- SHORT TASK: Count the lines of the entries below that contain the word "window" and state only the resulting number.

- DATASET RECORDS:

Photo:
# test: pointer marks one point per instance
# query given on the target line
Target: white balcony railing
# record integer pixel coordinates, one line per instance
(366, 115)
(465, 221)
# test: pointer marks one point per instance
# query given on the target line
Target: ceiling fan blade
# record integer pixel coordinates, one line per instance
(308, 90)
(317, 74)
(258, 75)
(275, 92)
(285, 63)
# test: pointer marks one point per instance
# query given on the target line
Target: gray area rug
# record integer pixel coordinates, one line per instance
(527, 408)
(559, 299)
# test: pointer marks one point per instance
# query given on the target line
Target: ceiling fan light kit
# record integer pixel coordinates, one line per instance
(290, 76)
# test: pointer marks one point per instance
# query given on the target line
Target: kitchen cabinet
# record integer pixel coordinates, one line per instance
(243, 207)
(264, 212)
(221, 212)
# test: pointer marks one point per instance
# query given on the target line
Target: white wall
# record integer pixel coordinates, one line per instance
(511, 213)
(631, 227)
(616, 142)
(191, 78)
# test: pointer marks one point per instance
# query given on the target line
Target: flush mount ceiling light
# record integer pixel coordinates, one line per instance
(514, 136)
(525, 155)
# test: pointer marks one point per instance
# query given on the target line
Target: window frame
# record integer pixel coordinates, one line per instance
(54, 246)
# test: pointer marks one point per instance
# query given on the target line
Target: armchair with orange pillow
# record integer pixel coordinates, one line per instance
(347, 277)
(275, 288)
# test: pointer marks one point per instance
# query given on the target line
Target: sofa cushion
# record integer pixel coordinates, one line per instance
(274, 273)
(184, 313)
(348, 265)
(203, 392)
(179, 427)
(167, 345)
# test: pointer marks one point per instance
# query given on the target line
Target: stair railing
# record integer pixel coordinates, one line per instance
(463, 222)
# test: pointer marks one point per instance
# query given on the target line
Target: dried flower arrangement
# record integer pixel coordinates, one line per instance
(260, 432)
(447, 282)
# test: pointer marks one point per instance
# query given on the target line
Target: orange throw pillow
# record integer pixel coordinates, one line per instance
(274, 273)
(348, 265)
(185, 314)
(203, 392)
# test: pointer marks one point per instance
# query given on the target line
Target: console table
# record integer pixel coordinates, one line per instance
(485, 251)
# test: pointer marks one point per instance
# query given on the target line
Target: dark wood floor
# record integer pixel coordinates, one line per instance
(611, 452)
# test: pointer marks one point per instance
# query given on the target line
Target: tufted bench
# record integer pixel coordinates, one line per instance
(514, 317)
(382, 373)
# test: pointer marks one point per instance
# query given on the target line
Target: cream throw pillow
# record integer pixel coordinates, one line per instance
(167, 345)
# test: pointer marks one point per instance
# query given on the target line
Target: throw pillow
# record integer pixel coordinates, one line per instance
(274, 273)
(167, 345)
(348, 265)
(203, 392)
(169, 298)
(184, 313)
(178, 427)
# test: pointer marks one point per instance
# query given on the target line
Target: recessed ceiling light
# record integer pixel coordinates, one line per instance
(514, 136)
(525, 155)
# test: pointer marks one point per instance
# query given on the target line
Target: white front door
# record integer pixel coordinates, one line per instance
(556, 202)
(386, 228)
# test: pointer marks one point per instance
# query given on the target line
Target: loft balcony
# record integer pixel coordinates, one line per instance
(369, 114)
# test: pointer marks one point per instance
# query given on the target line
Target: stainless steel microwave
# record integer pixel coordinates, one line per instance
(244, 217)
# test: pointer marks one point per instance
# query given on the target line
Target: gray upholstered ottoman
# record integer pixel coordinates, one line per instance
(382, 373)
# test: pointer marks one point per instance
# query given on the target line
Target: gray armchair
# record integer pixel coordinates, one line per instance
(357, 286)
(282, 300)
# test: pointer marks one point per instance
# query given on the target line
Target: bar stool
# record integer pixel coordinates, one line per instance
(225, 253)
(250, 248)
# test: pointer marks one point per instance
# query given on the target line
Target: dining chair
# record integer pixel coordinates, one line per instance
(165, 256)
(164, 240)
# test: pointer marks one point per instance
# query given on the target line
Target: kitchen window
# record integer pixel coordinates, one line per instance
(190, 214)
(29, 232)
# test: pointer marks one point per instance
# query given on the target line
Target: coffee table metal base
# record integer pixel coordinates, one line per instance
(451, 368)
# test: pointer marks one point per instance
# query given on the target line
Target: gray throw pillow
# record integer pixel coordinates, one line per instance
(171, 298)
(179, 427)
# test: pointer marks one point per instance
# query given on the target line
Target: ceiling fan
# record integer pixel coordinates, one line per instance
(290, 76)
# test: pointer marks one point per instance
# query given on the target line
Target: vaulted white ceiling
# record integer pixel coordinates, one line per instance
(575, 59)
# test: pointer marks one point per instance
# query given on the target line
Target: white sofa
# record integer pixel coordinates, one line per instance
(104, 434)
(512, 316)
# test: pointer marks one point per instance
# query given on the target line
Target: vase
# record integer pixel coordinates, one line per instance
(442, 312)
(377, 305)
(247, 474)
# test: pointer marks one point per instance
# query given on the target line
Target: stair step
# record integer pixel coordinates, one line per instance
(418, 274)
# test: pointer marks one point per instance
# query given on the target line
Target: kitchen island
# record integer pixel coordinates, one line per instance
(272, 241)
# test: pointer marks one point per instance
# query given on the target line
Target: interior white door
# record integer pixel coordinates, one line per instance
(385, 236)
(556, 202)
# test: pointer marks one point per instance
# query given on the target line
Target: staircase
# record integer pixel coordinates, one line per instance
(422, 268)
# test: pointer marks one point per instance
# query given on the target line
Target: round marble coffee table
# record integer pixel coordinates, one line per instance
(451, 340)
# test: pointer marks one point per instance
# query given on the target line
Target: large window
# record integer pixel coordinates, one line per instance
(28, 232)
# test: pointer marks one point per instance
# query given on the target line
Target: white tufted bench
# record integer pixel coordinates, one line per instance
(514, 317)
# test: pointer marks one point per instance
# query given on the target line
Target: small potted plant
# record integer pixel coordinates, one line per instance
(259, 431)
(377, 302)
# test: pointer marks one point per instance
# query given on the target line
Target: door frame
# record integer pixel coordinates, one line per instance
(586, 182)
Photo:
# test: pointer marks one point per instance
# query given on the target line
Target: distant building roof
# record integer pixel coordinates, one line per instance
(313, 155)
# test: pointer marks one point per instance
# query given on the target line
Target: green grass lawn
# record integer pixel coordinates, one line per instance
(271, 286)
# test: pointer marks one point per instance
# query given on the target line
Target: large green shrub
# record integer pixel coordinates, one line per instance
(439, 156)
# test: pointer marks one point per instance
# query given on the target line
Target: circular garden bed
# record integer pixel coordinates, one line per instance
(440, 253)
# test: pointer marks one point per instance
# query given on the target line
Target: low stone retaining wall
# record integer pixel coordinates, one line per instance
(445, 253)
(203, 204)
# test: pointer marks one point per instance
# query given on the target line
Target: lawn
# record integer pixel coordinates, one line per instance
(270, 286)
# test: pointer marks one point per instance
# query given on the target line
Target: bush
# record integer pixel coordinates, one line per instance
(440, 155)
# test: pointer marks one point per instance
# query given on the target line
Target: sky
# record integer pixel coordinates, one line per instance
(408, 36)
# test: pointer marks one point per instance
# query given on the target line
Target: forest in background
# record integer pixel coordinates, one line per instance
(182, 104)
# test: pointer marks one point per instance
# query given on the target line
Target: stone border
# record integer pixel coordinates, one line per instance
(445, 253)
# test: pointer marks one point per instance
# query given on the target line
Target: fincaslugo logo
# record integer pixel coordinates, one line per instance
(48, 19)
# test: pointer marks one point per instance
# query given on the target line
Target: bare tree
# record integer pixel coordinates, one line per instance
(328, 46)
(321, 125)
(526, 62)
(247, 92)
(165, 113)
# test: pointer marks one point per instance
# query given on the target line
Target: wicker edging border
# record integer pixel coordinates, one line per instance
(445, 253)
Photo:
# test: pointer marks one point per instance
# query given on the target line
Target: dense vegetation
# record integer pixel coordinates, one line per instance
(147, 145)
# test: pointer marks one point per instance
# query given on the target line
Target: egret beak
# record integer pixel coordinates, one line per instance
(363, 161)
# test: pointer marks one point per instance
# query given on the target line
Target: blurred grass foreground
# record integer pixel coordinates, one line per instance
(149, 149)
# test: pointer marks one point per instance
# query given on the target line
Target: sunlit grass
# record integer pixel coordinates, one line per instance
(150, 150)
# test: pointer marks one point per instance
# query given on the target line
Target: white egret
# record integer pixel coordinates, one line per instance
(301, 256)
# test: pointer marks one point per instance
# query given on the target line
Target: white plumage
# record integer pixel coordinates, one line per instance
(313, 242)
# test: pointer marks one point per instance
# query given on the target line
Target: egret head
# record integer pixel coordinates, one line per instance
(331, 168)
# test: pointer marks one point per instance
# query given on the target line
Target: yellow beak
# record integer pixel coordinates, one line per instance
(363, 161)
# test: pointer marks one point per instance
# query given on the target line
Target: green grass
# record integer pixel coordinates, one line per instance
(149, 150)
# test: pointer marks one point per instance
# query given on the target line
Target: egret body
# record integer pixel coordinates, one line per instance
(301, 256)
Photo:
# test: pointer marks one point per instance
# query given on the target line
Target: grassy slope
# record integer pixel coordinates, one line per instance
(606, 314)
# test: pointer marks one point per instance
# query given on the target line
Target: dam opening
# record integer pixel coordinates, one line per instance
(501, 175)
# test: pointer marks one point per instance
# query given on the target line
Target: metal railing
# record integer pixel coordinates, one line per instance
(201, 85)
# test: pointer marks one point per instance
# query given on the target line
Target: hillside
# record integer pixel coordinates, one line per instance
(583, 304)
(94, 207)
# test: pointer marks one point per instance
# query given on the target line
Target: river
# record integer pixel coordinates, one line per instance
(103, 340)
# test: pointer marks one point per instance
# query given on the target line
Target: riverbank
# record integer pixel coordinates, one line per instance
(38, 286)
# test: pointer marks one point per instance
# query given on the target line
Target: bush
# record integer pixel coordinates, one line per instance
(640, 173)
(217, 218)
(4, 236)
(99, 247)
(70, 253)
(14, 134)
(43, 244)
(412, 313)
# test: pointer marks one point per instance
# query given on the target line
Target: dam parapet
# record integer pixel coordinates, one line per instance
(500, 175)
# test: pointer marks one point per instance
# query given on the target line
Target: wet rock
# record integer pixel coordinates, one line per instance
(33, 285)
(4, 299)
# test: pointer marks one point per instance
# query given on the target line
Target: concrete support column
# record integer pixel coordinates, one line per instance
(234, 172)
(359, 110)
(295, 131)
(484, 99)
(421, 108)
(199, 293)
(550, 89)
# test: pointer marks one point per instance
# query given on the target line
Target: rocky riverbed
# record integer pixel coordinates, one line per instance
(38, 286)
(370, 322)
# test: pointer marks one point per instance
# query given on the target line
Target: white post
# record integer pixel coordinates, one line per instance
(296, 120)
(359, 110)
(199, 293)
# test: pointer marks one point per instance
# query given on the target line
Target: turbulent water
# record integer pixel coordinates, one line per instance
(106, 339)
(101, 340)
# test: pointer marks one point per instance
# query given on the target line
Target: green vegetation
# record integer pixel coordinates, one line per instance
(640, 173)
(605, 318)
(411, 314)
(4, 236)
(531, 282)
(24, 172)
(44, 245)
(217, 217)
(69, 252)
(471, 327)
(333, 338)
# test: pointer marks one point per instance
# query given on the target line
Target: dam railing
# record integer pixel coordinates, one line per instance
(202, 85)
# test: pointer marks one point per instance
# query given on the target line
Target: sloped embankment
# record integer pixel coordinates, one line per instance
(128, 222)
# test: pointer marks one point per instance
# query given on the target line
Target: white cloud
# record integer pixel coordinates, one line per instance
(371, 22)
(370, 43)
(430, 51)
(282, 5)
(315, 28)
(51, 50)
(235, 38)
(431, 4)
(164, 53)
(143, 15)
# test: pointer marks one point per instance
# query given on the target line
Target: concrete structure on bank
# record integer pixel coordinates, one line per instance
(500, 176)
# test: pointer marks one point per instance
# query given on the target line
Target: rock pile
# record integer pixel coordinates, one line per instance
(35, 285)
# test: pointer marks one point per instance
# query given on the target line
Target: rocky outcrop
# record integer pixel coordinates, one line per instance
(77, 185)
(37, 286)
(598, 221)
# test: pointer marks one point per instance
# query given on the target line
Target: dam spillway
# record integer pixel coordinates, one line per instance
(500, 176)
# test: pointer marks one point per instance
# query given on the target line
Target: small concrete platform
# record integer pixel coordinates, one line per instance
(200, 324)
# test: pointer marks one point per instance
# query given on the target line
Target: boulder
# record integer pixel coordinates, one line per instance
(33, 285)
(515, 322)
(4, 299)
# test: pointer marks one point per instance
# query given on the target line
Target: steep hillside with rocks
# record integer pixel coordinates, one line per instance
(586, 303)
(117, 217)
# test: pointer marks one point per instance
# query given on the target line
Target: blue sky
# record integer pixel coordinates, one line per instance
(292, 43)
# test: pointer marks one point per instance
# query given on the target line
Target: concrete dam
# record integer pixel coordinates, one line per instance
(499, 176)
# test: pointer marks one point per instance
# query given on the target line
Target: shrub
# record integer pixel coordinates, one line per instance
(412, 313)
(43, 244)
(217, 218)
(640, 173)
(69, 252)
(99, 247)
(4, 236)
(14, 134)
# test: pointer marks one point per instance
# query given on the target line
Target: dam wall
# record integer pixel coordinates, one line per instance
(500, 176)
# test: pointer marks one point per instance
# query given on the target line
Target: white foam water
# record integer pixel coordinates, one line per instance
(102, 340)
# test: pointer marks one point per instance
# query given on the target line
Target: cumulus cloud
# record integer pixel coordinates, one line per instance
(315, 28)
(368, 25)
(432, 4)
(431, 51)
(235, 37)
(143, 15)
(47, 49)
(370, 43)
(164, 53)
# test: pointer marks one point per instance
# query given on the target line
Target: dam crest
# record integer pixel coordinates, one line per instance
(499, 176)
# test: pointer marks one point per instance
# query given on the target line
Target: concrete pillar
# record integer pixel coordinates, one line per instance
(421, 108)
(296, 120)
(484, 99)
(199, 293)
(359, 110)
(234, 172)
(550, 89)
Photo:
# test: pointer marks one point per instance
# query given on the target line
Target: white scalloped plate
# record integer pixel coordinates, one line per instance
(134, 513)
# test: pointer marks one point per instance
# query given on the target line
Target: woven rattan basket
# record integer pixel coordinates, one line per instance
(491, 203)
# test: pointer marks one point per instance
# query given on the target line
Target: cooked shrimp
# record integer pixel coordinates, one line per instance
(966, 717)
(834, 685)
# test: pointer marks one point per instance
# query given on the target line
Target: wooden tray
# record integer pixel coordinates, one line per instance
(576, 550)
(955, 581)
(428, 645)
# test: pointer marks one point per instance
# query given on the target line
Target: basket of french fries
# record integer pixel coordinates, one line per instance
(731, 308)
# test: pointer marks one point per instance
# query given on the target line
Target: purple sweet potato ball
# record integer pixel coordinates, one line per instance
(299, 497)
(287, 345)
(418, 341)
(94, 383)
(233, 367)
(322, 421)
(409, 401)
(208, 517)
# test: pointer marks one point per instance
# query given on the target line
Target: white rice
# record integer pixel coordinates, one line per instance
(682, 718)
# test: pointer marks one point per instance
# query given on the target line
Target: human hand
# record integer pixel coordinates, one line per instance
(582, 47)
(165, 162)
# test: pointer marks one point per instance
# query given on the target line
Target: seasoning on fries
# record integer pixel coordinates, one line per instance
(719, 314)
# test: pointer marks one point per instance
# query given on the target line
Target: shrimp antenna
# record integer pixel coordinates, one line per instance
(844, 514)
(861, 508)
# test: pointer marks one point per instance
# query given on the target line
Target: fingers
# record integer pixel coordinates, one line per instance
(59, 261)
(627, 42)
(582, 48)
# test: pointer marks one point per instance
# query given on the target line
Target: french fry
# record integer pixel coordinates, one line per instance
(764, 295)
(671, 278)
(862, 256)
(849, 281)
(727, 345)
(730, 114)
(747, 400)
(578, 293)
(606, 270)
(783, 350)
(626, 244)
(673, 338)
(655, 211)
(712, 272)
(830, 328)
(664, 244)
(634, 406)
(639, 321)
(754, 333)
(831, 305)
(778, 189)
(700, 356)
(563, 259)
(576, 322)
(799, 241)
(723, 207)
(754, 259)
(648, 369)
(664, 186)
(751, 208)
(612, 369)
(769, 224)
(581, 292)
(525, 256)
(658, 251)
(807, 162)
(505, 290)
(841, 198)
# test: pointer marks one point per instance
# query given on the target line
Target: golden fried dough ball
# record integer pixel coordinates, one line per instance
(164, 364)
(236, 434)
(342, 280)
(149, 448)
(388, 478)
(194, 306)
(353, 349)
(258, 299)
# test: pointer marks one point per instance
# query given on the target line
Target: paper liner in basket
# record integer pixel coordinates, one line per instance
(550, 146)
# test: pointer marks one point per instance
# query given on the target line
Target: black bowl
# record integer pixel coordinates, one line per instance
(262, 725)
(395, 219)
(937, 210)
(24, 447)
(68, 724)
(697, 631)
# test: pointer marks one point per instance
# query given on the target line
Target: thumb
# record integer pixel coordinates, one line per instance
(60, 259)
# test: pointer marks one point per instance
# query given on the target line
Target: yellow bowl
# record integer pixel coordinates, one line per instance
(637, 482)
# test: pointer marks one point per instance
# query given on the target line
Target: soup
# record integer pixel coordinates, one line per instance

- COMPLETE OUTPUT: 3